▸ **STUDY TEXT**:
——————————

There are various protective masks on the market. They are applicable in two versions: full-face gear or partially-covering masks. In Chemnovatic, we use both – full face masks that meet the requirements of EN 136:2001 Standard and half-masks that are compatible with EN 140:1993 Standard.

Safety masks’ classes

When it comes to full-face masks, there are 3 classes:

• Class 1 – concerning light duty and low maintenance
• Class 2 – concerning general duty, with maintainable parts
• Class 3 – concerning heavy-duty firefighters

As mentioned before, half-masks are also acceptable when working with nicotine. However, when used in negative pressure systems, they may require filters compliant with the norms: EN141, EN143, EN371, or EN372.

Additionally, remember to wear protective goggles when using half or partially-covering masks. The norm EN-166 describes their requirements.

Not only people who work with nicotine should care about safety. Every company that deals with dangerous substances should have safety procedures for people who visit the production plant or laboratory.

In Chemnovatic, if a third party is about to visit our production site or lab, they must wear a special apron, cap, gloves, and shoe protector. Additionally, there is a supervisor/guide ready to help at any moment.

Such procedures are there not only for the safety of the visitors but also for the safety of employees and the safety of the products. Wearing caps or protectors prevents dirt or hair from contaminating the area where lab technicians work with nicotine and other nicotine containing products.

Additionally, if you happen to visit a chemical company, be sure not to neglect any procedures, and if any doubts arise, ask the competent person about the safety requirements.

——————————

▸ **PROVIDED INFORMATION**:
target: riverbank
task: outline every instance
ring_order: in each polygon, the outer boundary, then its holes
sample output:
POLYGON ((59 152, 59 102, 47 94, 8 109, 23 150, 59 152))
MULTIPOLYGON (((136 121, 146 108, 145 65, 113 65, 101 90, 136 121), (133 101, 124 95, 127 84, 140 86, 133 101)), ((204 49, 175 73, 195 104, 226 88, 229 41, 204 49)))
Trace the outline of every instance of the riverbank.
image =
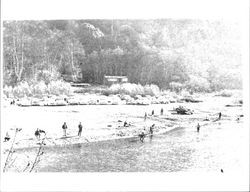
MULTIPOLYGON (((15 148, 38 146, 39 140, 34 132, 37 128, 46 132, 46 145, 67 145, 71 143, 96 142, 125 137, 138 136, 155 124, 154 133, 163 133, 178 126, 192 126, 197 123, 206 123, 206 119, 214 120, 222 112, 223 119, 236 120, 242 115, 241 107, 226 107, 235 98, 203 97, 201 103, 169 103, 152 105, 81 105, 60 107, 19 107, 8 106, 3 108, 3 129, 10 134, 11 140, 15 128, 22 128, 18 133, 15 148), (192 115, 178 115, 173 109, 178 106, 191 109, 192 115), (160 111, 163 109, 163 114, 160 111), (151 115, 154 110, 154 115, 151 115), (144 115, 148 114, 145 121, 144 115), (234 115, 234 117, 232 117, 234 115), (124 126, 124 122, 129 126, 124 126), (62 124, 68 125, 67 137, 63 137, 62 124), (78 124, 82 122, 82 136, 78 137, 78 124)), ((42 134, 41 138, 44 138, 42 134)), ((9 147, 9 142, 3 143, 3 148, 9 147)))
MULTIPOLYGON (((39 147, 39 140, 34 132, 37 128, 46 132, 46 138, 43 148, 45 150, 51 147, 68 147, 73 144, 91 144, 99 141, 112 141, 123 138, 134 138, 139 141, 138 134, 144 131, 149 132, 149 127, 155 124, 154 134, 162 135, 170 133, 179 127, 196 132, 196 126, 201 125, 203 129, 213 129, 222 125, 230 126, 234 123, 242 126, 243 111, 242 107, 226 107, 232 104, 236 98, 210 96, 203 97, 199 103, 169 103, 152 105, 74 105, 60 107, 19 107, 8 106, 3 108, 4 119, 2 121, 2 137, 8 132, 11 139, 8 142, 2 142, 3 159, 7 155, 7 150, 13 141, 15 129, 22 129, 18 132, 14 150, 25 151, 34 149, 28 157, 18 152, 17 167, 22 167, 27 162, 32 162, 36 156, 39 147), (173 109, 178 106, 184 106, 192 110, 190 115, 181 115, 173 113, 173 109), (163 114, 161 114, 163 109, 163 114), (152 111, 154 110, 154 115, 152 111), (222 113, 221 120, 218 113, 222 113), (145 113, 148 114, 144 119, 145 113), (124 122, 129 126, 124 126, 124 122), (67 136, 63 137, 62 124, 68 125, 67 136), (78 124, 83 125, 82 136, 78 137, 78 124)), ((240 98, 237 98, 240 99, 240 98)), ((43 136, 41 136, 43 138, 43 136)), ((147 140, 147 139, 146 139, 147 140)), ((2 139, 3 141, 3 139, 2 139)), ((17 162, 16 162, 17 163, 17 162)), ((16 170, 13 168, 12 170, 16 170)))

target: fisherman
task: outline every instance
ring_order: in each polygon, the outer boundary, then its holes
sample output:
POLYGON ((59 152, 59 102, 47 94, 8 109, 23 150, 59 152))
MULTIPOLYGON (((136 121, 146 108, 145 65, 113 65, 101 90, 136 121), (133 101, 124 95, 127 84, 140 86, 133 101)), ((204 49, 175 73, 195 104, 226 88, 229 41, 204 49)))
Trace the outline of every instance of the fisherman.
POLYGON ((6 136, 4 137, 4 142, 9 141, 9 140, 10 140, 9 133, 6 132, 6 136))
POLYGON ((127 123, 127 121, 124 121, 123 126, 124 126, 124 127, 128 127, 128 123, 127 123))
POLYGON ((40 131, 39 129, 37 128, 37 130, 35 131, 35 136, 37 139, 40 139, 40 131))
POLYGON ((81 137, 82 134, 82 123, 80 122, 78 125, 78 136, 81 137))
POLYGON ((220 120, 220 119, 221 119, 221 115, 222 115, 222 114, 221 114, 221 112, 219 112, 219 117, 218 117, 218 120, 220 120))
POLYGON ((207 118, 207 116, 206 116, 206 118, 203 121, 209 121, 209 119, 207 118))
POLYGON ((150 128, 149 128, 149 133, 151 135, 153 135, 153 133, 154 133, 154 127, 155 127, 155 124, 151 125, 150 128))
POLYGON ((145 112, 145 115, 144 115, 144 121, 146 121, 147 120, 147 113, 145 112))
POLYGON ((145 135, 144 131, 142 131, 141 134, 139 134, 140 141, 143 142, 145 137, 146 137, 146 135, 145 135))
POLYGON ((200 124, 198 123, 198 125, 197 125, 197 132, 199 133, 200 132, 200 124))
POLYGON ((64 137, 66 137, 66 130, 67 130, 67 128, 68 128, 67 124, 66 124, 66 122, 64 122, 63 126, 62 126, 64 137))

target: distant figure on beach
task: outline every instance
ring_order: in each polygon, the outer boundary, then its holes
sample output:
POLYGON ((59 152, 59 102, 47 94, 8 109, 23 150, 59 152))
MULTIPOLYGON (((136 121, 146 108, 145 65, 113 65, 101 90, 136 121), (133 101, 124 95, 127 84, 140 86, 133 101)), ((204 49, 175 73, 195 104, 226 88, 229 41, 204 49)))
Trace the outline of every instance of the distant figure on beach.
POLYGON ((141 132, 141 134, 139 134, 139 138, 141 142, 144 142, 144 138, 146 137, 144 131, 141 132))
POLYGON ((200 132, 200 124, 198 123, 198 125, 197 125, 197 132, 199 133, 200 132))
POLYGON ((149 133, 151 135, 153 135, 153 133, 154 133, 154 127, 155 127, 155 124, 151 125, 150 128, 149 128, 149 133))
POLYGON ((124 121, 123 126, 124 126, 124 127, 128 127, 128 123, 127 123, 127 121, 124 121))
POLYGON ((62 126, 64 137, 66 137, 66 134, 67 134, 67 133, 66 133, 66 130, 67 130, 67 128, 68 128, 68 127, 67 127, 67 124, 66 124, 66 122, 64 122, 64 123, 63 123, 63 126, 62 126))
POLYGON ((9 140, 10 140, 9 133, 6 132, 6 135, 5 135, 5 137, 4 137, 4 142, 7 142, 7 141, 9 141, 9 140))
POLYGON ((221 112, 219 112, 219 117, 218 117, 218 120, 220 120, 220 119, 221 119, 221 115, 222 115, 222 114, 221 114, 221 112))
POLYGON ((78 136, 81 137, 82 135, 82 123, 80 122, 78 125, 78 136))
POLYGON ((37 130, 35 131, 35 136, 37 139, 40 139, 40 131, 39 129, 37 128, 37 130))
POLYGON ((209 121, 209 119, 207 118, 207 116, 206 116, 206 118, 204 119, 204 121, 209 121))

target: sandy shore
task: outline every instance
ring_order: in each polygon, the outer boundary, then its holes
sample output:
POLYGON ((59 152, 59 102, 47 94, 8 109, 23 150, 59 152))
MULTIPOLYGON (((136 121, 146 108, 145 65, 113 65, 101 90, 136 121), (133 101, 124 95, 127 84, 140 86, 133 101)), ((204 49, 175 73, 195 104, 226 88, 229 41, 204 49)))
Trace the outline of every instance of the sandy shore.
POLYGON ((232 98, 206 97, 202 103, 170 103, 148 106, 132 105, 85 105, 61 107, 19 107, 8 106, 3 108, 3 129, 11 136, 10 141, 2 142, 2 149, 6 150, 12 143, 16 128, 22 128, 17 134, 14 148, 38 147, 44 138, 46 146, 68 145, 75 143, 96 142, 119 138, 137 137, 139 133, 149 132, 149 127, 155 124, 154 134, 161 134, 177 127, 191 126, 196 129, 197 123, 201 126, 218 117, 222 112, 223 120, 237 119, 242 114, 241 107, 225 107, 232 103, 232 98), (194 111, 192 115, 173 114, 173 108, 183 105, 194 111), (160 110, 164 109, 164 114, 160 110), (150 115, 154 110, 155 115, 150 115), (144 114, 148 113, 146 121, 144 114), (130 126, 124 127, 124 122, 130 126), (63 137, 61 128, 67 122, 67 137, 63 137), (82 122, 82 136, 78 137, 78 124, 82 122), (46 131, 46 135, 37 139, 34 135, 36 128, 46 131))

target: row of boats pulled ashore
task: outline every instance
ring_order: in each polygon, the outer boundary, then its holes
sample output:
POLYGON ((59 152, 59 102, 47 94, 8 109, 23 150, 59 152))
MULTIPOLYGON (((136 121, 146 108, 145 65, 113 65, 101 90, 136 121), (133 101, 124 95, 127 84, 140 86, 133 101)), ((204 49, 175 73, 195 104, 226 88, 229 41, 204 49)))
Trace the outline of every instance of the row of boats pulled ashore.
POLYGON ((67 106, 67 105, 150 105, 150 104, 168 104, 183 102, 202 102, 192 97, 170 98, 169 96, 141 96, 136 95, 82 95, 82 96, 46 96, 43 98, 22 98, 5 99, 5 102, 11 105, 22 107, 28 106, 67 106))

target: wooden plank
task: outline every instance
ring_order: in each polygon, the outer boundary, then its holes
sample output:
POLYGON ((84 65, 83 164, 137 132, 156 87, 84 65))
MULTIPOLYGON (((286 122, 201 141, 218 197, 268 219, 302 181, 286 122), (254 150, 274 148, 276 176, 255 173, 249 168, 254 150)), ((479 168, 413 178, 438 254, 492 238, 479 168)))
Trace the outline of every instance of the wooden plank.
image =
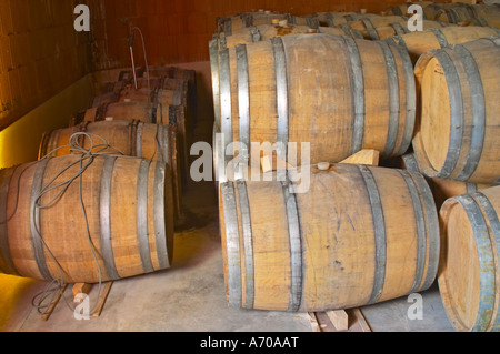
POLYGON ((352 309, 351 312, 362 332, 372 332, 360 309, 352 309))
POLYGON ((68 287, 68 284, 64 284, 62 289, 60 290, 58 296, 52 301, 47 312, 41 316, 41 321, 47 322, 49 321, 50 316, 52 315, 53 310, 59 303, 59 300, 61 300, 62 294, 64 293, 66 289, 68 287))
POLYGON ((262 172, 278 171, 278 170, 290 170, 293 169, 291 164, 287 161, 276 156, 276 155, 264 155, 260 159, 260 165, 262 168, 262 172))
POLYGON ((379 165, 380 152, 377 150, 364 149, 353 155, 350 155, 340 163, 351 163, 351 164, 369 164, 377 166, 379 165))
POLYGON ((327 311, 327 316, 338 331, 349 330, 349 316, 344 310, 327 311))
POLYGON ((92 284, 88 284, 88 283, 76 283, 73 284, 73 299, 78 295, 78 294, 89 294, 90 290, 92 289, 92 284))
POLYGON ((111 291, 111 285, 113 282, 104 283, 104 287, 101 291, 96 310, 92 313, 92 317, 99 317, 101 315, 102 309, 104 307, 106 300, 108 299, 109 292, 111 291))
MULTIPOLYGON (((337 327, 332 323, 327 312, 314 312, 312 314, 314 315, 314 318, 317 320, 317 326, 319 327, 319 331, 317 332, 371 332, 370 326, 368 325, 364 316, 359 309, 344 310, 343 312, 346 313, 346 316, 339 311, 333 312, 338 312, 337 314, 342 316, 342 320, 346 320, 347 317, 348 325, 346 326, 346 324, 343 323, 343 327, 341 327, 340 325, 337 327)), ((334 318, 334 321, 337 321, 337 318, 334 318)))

——————————

▸ **PROBLEMS TO WORK ON**:
1 > Answer these questions using the text on protective masks, each in a short phrase:
(a) Which standard are the half-masks used at Chemnovatic compatible with?
(b) Which norm describes the requirements for protective goggles?
(c) What must a third party wear when visiting the Chemnovatic production site or lab?
2 > Resume the text on protective masks, writing on from its final sentence.

▸ **OUTPUTS IN ORDER**:
1 >
(a) EN 140:1993 Standard
(b) EN-166
(c) A special apron, cap, gloves, and shoe protector

2 >
Due to nicotine’s toxicity, it requires special measures to provide safety all around. We care about every, even the smallest, detail, so our clients receive untouched products, and nobody gets harmed during the delivery. In order to do that, we use a special security seal. Moreover, our PureNic 99+ label has all essential information on it, along with a QR code for Safety Data Sheet and warning symbols.

Keep in mind that the containers in which you receive our PureNic 99+ are also for storing the remainings. However, when you use the products, dispose of them in accordance with the local legislation, and under no circumstances empty the packaging into drains!

As for disposal, reuse, recycling, or liquidation of used packaging – follow the legal guidelines. Do not dispose of empty nicotine packaging with regular household waste, and do not mix them with other waste.

You can also check this article regarding the packaging, storage, and transportation of nicotine.

Quality Verification

Before bottling nicotine, we make sure that the product you buy from us is the best and of the highest quality. To ensure it, we have developed and execute the 4-Steps Quality Verification, which you can learn in the graphic below. Also make sure to read more about our quality and standards.

Another very essential aspect of launching pure nicotine to the market is storing it. Various conditions should be met when bottling nicotine, storing it before the first opening, and storing it after the opening.

We have described the process of handling and storing pure nicotine and nicotine salts, so don’t hesitate to learn more about it!

Although nicotine is a dangerous substance, if handled properly, it may bring a great number of benefits. Nicotine-containing products, such as nicotine pouches or e-liquids, may help people who smoke deal with cigarette withdrawal symptoms. Additionally, according to Public Health England, e-cigarettes are much less harmful than traditional smoking, and vaping nicotine-containing products may be a great alternative for people who try to quit smoking.

Although nicotine is a very dangerous substance, it is not only to be tamed but also handled. One simply needs to remember not to neglect the safety protocols and, in case of danger, follow safety procedures. Also, it is essential and better to prevent the danger, than fix its effects. That’s why we have developed and are constantly improving safety measures and standards. Thanks to that, our employees feel safe in their working environment. To prove that, our company has been awarded the Workplace Continous Assessment certificate by Intertek.